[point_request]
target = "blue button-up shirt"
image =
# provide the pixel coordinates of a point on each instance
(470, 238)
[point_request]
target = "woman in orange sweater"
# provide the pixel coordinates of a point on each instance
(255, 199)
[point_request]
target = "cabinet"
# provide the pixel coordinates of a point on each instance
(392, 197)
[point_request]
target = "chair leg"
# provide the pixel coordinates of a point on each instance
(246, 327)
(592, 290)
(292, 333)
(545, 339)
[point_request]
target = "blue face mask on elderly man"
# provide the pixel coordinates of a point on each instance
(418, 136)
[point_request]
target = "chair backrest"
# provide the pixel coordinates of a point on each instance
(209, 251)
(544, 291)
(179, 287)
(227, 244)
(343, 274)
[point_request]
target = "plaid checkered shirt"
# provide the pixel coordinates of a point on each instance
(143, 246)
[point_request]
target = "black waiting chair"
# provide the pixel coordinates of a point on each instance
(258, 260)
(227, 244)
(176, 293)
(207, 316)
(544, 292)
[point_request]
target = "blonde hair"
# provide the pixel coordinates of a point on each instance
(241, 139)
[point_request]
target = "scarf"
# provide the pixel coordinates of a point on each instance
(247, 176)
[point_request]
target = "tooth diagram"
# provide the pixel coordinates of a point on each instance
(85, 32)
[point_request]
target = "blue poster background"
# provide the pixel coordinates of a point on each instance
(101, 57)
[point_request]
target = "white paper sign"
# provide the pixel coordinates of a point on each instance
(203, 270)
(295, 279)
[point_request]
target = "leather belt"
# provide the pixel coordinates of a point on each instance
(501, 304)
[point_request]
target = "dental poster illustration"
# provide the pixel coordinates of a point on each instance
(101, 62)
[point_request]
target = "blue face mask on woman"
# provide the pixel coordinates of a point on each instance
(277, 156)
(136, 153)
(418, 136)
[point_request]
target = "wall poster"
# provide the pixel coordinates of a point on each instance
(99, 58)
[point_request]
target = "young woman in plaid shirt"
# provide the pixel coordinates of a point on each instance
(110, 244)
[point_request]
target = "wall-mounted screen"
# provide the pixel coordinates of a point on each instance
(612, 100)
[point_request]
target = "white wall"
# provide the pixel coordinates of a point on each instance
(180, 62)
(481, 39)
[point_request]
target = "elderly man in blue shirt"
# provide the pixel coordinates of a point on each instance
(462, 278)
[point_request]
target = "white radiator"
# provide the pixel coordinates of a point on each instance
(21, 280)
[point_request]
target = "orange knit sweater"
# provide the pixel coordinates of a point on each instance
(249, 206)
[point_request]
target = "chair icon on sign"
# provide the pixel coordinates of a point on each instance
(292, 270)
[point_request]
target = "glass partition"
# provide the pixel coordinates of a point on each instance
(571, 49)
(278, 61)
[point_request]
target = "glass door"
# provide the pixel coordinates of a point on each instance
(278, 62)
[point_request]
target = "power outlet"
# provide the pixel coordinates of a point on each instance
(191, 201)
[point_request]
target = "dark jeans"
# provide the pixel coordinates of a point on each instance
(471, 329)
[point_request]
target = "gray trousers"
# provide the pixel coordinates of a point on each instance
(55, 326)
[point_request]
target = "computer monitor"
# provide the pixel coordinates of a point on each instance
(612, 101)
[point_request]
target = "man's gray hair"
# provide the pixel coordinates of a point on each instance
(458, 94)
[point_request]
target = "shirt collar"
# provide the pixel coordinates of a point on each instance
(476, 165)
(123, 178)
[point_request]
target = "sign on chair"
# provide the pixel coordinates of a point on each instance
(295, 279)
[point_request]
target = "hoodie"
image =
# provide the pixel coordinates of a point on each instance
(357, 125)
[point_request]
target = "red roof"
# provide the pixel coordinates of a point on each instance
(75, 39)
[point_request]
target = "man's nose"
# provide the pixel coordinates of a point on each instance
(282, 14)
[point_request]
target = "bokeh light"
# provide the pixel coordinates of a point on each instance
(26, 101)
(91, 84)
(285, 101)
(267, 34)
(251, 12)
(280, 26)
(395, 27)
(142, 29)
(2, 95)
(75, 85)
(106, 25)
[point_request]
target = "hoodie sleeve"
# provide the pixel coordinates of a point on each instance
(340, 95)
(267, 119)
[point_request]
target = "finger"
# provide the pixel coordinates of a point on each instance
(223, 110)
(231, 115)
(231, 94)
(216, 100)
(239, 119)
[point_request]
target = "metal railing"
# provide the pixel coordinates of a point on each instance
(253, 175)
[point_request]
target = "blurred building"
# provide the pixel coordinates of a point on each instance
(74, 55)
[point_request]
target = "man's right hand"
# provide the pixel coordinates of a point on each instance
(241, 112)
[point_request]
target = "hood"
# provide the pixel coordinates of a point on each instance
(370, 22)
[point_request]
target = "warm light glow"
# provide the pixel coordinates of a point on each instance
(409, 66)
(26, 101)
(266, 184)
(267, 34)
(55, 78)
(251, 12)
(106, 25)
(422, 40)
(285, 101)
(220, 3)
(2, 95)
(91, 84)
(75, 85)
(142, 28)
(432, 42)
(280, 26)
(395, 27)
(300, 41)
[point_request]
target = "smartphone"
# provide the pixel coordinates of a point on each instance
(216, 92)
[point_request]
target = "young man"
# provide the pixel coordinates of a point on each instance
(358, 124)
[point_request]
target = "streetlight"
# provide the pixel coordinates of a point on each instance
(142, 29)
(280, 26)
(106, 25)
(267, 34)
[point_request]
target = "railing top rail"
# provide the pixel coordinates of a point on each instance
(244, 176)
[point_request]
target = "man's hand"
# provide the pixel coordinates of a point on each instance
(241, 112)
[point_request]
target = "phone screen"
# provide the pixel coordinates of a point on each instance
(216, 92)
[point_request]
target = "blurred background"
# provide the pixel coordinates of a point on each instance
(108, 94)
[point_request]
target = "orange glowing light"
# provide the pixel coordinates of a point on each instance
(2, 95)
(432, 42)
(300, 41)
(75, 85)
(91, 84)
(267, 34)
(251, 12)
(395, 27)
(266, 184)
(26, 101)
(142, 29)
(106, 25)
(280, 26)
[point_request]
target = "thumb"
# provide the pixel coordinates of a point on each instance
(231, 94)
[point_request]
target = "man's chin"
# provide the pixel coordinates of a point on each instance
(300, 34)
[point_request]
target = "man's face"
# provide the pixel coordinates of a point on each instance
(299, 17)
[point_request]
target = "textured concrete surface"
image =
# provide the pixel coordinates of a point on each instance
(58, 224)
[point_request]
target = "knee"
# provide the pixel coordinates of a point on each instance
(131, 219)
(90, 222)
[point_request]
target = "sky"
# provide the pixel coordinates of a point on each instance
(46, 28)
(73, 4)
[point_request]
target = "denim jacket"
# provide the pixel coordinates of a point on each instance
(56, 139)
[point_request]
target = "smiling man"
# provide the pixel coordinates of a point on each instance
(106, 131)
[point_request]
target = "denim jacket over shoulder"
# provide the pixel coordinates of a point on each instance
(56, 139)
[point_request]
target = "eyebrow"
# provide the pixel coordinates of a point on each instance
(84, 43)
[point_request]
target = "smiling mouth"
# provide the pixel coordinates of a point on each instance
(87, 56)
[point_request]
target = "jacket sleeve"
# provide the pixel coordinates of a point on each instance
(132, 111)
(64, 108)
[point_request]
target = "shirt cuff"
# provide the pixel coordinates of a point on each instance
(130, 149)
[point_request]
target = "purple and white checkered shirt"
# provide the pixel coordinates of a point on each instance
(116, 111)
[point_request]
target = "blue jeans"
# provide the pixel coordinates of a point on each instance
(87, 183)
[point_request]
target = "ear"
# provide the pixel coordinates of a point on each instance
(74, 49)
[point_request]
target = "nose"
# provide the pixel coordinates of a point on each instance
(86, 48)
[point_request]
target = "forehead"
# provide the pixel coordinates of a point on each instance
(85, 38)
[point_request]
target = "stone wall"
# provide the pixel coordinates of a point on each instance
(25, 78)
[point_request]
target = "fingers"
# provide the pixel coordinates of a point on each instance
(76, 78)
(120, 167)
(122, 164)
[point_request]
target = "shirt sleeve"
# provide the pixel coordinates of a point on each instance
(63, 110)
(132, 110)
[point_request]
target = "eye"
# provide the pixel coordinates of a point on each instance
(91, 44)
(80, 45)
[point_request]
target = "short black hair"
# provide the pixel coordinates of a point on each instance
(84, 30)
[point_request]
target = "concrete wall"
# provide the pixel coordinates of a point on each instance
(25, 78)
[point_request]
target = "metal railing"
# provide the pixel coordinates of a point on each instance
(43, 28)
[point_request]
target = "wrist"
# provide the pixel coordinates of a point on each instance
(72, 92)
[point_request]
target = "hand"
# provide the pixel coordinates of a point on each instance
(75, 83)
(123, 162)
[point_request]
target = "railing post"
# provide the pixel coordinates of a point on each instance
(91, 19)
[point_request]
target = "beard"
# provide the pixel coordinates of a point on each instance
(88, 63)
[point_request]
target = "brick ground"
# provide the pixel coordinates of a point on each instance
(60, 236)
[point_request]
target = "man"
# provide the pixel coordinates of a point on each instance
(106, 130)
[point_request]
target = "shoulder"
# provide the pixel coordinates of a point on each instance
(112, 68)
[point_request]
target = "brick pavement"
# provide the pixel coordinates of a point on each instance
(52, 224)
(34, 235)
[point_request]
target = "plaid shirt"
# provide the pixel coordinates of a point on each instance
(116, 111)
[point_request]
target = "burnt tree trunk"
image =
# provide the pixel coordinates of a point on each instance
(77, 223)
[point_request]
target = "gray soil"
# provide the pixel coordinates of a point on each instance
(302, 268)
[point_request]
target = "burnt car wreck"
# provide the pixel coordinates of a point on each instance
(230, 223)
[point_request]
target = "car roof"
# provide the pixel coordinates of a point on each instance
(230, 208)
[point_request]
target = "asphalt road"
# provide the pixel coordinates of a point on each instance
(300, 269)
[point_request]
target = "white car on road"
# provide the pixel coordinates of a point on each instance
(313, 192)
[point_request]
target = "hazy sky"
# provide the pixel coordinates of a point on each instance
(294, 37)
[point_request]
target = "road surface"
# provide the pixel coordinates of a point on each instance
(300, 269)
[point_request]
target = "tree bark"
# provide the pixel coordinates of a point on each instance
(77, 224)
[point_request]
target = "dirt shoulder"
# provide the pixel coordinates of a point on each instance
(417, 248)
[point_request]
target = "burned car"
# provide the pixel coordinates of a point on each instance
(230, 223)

▬▬▬▬▬▬▬▬▬▬

How many lines in the entries above contain the string "young" with its case matching? Give only the number.

2